● **EXERCISE INSTRUCTIONS**:
Set down all of the data that follows word for word, without the images.

● **RECORDS**:
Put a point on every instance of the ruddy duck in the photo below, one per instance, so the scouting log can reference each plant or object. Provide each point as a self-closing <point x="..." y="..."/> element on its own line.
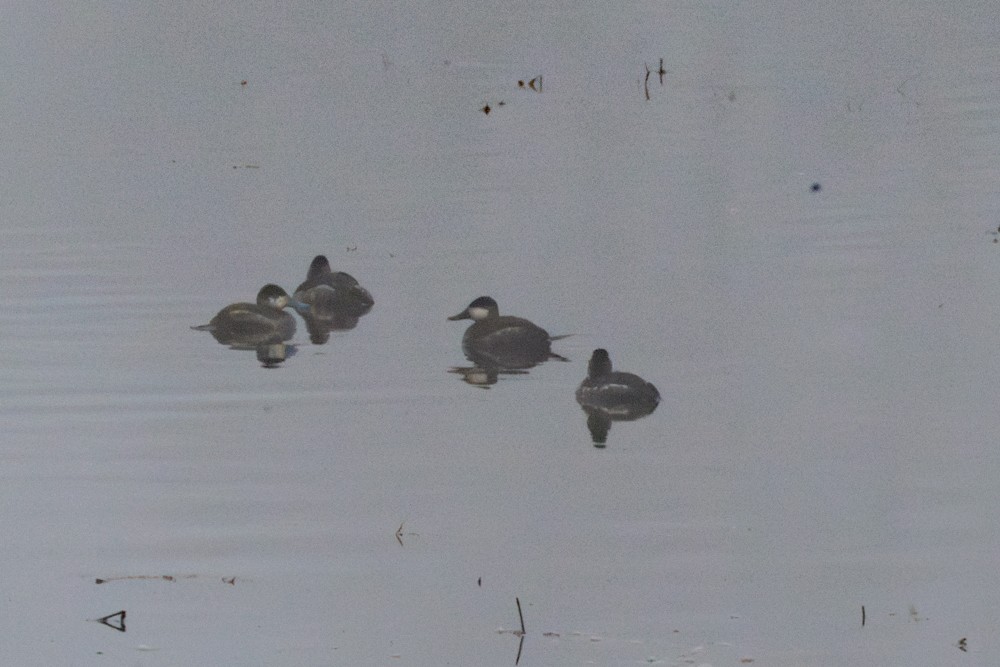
<point x="326" y="291"/>
<point x="253" y="324"/>
<point x="607" y="395"/>
<point x="503" y="341"/>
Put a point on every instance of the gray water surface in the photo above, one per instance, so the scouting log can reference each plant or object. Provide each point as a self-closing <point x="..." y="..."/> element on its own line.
<point x="827" y="358"/>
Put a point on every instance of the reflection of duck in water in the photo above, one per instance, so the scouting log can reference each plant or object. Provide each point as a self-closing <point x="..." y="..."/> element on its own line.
<point x="607" y="395"/>
<point x="250" y="325"/>
<point x="503" y="341"/>
<point x="335" y="299"/>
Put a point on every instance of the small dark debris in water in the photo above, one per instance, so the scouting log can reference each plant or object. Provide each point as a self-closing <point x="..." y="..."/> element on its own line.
<point x="534" y="84"/>
<point x="161" y="577"/>
<point x="645" y="81"/>
<point x="115" y="620"/>
<point x="399" y="534"/>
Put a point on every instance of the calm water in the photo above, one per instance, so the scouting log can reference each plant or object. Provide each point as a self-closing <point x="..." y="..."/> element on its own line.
<point x="827" y="435"/>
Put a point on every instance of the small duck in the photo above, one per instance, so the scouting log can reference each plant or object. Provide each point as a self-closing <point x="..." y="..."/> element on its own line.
<point x="607" y="395"/>
<point x="503" y="341"/>
<point x="613" y="391"/>
<point x="249" y="325"/>
<point x="329" y="293"/>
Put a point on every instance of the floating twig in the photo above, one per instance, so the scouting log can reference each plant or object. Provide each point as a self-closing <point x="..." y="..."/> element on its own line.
<point x="110" y="620"/>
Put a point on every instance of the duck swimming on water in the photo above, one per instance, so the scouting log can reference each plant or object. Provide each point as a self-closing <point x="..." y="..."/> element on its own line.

● **SOLUTION TO THE EXERCISE**:
Put a point on every instance of the ruddy duck in the photo below, one per instance, so the scouting log can reference each plant or object. Provide each point as a self-closing <point x="..." y="..."/> element on its own line.
<point x="326" y="291"/>
<point x="253" y="324"/>
<point x="607" y="395"/>
<point x="503" y="341"/>
Put a point on every instance of the gray water surface in the photo above, one per instance, so the scouting log can reference each plant or object. Provide each point as a self-closing <point x="..." y="..."/> element on its own line.
<point x="827" y="358"/>
Put a point on every instance of the reflection of duck in water in the photo above, one per instance, so the scouting log can reference each plant or object. Provide each point as a self-closing <point x="..." y="..."/> element on its own line.
<point x="607" y="395"/>
<point x="250" y="325"/>
<point x="503" y="341"/>
<point x="335" y="299"/>
Put a point on every instance of the small dark debris in water in the photo above, one per instance, so the scouting log can reference each plant or object. Provide each point as a self-closing <point x="..." y="..."/> element on its own line.
<point x="534" y="84"/>
<point x="161" y="577"/>
<point x="645" y="81"/>
<point x="115" y="620"/>
<point x="399" y="534"/>
Put a point on every instance of the calm water in the photo above, one per instance, so the scouting log can reference each plant or object. Provide each point as a self-closing <point x="..." y="..."/> element on its own line.
<point x="827" y="435"/>
Put a point on every instance of the small duck in the photo above, one per instance, so the scouting log can reference each plant or object. Provide each point as a self-closing <point x="..." y="..."/> element on its own line.
<point x="607" y="395"/>
<point x="503" y="341"/>
<point x="613" y="391"/>
<point x="249" y="325"/>
<point x="329" y="293"/>
Put a point on every instance of the floating twig in the photo above, one per instance, so the scouting log can reference each plant or object. Provide each point as a self-closing <point x="..." y="..."/> element on its own line.
<point x="110" y="620"/>
Put a point on every instance of the duck swimming on water in the photo above, one per instance, so the scouting log can reference each plant or object. Provide each point as a self-closing <point x="..." y="..."/> element on its own line.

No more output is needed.